--- begin MATERIAL SUPPLIED ---

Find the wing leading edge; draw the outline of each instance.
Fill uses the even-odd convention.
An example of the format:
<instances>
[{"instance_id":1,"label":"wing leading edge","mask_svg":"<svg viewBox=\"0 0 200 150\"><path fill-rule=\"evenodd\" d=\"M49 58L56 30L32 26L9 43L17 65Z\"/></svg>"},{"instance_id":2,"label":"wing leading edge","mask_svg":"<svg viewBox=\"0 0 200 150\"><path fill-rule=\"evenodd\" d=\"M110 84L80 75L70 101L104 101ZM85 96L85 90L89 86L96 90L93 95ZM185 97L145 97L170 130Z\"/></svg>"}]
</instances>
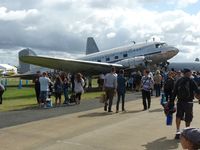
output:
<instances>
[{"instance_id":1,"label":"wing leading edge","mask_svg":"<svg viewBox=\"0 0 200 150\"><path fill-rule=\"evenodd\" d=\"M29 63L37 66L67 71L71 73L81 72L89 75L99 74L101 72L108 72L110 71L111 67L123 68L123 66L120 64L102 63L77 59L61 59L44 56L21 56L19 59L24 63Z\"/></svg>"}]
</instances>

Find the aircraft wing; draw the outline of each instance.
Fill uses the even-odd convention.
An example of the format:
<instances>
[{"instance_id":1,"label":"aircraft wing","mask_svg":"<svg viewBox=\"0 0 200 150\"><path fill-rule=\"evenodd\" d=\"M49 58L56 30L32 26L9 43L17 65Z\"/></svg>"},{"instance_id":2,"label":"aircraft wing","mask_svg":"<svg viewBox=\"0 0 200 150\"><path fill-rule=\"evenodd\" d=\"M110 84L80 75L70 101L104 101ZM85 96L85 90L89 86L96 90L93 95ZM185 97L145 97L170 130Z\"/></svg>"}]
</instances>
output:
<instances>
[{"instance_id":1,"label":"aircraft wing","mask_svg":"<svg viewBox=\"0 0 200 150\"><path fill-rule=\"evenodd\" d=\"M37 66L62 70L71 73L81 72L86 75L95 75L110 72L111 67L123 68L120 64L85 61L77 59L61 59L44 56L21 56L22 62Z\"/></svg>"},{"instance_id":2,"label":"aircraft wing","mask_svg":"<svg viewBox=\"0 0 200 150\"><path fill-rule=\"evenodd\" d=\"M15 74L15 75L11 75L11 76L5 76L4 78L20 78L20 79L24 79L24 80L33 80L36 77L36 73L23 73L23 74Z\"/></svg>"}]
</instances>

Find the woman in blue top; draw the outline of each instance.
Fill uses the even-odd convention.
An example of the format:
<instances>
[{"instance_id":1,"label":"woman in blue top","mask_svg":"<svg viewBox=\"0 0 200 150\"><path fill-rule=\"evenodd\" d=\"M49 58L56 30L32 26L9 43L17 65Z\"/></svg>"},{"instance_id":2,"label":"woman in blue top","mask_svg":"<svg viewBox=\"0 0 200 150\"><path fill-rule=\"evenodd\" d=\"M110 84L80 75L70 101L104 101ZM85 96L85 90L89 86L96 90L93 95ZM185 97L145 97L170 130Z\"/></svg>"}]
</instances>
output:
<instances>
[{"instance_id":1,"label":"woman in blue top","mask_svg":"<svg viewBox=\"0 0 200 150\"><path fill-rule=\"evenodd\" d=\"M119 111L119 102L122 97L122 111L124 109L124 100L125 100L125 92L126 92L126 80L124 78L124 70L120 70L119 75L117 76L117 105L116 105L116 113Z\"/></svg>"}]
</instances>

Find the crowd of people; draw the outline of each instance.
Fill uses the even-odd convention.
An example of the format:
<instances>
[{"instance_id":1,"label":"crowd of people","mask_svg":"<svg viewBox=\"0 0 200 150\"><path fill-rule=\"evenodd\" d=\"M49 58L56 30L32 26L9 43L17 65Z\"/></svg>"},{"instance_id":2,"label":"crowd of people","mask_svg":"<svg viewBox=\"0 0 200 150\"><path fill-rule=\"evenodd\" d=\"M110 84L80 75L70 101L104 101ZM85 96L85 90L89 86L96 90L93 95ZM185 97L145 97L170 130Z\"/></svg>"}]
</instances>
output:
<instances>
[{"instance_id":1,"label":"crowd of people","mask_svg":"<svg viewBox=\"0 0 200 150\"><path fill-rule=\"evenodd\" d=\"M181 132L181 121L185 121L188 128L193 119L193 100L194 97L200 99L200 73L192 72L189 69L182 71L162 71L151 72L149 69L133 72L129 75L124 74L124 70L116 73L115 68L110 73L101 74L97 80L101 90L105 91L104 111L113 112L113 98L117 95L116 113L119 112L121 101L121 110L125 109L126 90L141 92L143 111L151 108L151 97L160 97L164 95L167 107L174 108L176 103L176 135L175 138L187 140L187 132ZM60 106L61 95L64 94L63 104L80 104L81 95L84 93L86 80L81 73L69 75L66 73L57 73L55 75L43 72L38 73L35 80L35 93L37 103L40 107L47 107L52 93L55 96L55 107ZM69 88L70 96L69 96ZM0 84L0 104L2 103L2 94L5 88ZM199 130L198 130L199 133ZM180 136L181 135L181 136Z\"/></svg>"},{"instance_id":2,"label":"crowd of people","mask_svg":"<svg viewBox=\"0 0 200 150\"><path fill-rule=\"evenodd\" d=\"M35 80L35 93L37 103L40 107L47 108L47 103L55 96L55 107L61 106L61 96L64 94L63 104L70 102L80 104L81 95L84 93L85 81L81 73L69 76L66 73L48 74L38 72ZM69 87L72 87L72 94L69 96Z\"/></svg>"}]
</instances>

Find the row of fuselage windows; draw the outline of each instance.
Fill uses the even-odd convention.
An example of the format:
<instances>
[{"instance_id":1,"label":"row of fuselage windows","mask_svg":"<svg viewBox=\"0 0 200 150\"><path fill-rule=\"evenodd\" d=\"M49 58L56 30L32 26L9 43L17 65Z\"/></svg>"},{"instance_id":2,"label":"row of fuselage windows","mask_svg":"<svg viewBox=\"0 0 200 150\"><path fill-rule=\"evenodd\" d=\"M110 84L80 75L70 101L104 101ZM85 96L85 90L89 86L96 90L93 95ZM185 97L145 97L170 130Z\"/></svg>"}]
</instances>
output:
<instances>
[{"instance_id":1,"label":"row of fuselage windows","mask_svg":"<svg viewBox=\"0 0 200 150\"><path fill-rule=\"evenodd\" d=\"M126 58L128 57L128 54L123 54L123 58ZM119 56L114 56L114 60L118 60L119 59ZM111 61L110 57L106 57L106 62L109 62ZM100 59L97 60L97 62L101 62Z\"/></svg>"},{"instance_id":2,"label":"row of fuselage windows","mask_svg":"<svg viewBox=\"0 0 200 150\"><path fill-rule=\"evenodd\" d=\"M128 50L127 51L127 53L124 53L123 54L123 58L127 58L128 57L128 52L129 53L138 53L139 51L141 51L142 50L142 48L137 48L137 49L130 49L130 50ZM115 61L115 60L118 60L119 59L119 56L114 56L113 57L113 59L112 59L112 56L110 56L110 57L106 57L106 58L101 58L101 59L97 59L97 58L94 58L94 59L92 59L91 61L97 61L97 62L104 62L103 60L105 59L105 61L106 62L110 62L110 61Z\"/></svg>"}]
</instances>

--- end MATERIAL SUPPLIED ---
--- begin MATERIAL SUPPLIED ---

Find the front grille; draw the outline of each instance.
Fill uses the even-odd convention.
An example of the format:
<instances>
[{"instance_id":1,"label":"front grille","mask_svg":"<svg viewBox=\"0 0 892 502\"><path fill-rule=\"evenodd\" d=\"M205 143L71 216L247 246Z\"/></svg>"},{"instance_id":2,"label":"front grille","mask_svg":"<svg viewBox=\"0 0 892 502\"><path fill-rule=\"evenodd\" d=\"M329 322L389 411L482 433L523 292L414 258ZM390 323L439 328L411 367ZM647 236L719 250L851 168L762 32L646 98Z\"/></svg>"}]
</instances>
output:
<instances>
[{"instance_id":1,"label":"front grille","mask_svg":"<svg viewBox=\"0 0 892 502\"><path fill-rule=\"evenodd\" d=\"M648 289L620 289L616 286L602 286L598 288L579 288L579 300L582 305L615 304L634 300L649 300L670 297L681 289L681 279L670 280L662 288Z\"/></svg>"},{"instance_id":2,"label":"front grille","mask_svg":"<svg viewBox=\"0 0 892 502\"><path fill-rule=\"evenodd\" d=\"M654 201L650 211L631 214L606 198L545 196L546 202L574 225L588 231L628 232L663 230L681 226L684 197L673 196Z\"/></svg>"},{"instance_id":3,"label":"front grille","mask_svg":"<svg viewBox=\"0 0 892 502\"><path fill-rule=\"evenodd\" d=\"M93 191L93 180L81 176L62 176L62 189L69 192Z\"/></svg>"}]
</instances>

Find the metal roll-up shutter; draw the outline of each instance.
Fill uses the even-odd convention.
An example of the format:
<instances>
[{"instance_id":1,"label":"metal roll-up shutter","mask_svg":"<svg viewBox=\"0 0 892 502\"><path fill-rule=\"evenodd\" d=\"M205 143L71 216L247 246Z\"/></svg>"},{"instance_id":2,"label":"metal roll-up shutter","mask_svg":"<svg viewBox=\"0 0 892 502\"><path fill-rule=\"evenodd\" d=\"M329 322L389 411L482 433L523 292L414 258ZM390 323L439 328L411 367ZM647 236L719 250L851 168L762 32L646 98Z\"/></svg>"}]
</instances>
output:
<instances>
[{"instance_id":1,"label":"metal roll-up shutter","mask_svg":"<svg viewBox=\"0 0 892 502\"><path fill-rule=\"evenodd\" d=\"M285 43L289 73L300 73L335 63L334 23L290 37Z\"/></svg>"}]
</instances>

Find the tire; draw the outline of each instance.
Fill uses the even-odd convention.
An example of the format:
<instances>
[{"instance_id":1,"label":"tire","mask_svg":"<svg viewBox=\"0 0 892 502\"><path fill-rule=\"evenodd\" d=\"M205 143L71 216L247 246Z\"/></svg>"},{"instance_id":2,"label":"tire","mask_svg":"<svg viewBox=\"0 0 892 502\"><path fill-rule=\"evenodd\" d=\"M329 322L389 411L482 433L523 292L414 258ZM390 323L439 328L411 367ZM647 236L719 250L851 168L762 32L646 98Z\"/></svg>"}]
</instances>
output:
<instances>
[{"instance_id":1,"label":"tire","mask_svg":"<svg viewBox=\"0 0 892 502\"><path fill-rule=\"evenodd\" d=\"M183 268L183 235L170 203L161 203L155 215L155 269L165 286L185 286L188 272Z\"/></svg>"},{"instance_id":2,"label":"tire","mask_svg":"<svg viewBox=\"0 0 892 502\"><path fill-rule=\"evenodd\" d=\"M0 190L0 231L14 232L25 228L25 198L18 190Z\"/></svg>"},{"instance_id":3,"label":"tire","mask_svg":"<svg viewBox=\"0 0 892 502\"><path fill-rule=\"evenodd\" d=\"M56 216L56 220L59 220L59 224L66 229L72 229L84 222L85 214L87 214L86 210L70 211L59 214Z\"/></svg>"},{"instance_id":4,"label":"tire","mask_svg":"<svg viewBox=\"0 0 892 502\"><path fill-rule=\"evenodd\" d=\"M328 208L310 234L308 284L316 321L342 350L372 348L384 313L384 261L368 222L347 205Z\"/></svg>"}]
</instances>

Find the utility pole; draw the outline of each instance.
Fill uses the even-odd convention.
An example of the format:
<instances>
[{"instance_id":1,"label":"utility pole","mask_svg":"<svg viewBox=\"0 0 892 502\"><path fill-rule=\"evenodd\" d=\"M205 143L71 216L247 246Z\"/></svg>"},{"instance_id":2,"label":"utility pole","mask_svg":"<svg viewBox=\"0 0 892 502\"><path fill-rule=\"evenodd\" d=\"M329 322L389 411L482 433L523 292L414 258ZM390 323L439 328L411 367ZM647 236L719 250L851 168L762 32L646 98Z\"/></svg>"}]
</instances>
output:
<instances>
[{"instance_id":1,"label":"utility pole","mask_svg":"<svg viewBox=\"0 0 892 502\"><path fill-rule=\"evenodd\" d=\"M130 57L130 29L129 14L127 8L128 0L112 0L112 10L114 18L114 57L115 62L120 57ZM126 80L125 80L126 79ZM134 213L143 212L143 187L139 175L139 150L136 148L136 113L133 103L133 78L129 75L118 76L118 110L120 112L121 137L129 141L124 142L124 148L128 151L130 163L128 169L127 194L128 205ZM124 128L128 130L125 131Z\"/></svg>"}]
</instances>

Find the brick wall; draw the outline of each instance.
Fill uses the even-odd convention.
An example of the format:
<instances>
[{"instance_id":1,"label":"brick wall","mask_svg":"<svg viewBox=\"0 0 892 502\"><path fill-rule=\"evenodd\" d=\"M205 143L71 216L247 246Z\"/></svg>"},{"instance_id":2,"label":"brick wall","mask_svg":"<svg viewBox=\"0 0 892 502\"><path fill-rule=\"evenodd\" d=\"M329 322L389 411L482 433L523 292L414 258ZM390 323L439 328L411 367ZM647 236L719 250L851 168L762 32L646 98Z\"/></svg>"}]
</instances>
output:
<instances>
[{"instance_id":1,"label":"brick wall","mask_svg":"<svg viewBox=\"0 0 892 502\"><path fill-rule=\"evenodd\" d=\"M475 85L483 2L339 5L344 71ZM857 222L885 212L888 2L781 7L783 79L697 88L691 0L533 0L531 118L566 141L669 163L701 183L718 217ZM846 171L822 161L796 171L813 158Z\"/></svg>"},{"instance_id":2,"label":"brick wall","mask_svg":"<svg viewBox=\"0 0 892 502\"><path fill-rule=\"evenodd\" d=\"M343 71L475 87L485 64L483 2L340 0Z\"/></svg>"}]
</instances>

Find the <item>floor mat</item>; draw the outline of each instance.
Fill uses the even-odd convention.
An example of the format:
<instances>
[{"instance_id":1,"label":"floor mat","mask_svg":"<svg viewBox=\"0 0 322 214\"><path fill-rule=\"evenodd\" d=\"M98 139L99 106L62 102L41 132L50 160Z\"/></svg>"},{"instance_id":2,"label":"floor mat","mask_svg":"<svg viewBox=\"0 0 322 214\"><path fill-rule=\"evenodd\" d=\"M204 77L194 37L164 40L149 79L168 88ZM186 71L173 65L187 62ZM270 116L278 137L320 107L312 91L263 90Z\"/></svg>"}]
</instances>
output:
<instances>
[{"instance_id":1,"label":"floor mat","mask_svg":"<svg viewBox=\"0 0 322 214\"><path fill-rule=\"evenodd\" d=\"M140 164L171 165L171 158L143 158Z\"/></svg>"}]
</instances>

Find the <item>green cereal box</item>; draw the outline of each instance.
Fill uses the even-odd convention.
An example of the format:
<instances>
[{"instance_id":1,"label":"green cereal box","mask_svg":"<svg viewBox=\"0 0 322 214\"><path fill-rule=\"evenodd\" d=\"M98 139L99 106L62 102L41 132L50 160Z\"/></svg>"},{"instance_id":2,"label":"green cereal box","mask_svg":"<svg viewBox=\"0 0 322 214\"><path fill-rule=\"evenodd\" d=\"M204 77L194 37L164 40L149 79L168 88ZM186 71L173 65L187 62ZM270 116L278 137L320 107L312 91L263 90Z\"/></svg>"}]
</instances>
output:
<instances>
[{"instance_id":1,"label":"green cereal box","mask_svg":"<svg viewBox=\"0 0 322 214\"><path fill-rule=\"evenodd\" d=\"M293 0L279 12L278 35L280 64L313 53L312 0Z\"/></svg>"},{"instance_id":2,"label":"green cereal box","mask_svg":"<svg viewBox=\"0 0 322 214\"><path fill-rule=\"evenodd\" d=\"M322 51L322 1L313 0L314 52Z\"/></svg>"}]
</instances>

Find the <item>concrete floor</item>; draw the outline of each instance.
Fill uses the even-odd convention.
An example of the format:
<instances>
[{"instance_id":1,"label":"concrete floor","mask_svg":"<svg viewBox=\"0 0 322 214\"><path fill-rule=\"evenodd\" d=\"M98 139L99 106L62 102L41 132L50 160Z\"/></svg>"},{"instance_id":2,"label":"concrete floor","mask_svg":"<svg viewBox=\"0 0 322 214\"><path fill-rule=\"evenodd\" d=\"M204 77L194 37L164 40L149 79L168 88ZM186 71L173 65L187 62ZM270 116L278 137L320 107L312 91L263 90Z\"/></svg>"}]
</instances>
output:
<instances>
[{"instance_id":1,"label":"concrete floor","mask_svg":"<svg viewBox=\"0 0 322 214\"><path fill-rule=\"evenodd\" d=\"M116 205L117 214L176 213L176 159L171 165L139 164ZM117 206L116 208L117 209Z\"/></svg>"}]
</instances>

--- end MATERIAL SUPPLIED ---

_CHALLENGE_.
Identify every line above that contains the string "roll", matching case exactly, and copy each of those lines in full.

_SOLUTION TO THE PROBLEM_.
Find the metal roll-up shutter; draw the outline of each instance.
[{"instance_id":1,"label":"metal roll-up shutter","mask_svg":"<svg viewBox=\"0 0 892 502\"><path fill-rule=\"evenodd\" d=\"M205 143L71 216L247 246Z\"/></svg>"},{"instance_id":2,"label":"metal roll-up shutter","mask_svg":"<svg viewBox=\"0 0 892 502\"><path fill-rule=\"evenodd\" d=\"M329 322L389 411L482 433L523 292L414 258ZM390 323L439 328L411 367ZM647 236L719 250L851 168L762 32L646 98Z\"/></svg>"}]
[{"instance_id":1,"label":"metal roll-up shutter","mask_svg":"<svg viewBox=\"0 0 892 502\"><path fill-rule=\"evenodd\" d=\"M285 43L289 73L300 73L335 63L334 23L290 37Z\"/></svg>"}]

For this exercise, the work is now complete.